**Natural language region descriptions**
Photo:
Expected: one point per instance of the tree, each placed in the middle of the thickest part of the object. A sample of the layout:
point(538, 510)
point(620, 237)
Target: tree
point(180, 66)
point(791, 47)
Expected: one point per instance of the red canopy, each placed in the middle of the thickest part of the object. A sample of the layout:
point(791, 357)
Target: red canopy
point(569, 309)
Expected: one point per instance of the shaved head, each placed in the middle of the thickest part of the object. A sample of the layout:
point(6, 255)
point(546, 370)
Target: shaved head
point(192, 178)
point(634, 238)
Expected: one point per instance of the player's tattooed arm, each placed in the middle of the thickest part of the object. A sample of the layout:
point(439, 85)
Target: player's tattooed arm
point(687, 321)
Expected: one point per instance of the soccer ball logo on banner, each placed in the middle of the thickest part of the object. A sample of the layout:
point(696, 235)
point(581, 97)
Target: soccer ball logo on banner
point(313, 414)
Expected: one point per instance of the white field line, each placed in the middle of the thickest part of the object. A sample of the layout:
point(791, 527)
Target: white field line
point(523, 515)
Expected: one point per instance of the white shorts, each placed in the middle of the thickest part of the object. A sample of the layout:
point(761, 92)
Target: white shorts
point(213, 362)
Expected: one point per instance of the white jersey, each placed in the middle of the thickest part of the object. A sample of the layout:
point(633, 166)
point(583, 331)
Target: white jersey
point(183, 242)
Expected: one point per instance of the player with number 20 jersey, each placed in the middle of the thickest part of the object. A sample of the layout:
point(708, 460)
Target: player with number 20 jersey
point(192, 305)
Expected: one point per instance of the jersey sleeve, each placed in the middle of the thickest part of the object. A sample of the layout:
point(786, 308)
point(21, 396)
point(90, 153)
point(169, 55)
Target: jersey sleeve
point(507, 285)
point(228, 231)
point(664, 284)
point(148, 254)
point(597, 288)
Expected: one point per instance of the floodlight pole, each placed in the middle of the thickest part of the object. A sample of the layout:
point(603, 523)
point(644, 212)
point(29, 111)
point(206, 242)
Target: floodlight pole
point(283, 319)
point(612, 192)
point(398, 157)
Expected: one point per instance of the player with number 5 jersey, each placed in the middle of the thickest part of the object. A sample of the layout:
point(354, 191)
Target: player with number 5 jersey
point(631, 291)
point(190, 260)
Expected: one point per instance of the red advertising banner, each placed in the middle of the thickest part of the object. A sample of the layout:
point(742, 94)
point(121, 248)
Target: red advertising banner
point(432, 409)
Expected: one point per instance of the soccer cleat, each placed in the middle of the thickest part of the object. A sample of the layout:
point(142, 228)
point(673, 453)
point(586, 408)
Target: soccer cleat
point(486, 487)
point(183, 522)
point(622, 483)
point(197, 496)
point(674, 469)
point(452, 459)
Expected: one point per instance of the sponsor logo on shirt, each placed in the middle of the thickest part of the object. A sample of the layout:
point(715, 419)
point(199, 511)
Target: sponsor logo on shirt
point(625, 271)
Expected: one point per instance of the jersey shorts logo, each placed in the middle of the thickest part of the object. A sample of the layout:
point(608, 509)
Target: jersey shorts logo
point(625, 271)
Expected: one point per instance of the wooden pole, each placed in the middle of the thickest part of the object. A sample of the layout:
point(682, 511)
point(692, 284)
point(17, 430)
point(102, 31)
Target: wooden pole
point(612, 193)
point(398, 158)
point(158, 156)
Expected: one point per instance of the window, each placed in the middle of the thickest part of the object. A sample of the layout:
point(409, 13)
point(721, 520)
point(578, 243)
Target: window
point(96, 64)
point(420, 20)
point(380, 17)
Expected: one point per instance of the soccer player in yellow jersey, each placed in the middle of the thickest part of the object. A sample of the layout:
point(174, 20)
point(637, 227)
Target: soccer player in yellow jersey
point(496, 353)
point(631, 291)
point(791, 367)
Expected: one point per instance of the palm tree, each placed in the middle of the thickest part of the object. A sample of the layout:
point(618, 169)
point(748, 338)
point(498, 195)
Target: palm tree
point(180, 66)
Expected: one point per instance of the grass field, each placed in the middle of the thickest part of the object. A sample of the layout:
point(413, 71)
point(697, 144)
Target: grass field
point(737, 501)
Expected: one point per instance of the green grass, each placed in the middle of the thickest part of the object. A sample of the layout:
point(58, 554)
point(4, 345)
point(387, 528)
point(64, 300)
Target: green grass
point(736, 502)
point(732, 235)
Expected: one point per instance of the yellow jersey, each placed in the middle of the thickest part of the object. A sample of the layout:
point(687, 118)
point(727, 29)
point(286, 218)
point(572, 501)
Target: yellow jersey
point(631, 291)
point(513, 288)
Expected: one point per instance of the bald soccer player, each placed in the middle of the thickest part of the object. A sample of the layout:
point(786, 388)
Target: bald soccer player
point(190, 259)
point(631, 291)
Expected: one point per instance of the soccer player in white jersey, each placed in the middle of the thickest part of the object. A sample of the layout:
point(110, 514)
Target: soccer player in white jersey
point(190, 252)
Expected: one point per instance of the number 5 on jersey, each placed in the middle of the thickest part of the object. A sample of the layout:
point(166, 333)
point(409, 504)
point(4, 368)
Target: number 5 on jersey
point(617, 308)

**EXERCISE INSTRUCTIONS**
From the entries above, return exactly the line containing "Expected: one point per instance of the soccer player in yellow", the line containing "point(637, 227)", and all lines between, and nothing else.

**EXERCISE RESULT**
Expected: one point per instance of the soccer player in yellow jersey, each placed in the middle of the thickest part of the object. A sample of the layout:
point(174, 20)
point(637, 227)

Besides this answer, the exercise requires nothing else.